Selected text -
════════════════

/** reg.easttimor: 3197.0 **/
** Topic: SMH: Refugee plight compared to Nazi terror against Jews **
** Written 9:25 AM Sep 10, 1999 by Joyo@aol.com in cdp:reg.easttimor **
Subject: SMH: Refugee plight compared to Nazi terror against Jews
Sydney Morning Post September 11, 1999
Refugee plight compared to Nazi terror against Jews
By CRAIG SKEHAN in Kupang, West Timor, and MALCOLM BROWN
Humanitarian workers say the plight of thousands fleeing East Timor is reminiscent of the Nazi purge of the Jews, with survivors reporting summary executions and the removal of young men by militia units intercepting refugee trucks and buses.
Survivors have reportedmurders both in East Timor and in West Timor, where Indonesia's National Human Right Commission, Mr Marzuki Darusman, warned of "a state of lawlessness".
Mr Darusman is seeking urgent talks with West Timor's provincial authorities, police and the military as well as access to militia-controlled camps, following an attack on the officials of the United Nations High Commissioner of Refugees, who have since fled West Timor.

════════════════

Records supplied -
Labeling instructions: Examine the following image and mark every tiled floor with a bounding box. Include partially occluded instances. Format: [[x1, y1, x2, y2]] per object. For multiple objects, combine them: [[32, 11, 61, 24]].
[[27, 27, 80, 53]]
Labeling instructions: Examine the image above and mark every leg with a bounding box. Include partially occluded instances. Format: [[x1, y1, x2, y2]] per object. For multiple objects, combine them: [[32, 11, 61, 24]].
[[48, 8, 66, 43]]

════════════════

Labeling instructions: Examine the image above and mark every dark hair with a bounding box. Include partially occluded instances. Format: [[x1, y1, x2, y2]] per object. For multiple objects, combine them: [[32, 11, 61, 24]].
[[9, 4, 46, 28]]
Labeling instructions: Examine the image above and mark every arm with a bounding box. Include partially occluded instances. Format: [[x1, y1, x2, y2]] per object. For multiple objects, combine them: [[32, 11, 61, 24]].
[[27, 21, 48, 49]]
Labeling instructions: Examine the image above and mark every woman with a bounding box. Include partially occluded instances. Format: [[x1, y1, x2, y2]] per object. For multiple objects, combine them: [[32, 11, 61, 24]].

════════════════

Transcribe the passage of the article on East Timor refugees, starting with "Survivors have reportedmurders" and going on through "fled West Timor.".

Task response -
Survivors have reportedmurders both in East Timor and in West Timor, where Indonesia's National Human Right Commission, Mr Marzuki Darusman, warned of "a state of lawlessness".
Mr Darusman is seeking urgent talks with West Timor's provincial authorities, police and the military as well as access to militia-controlled camps, following an attack on the officials of the United Nations High Commissioner of Refugees, who have since fled West Timor.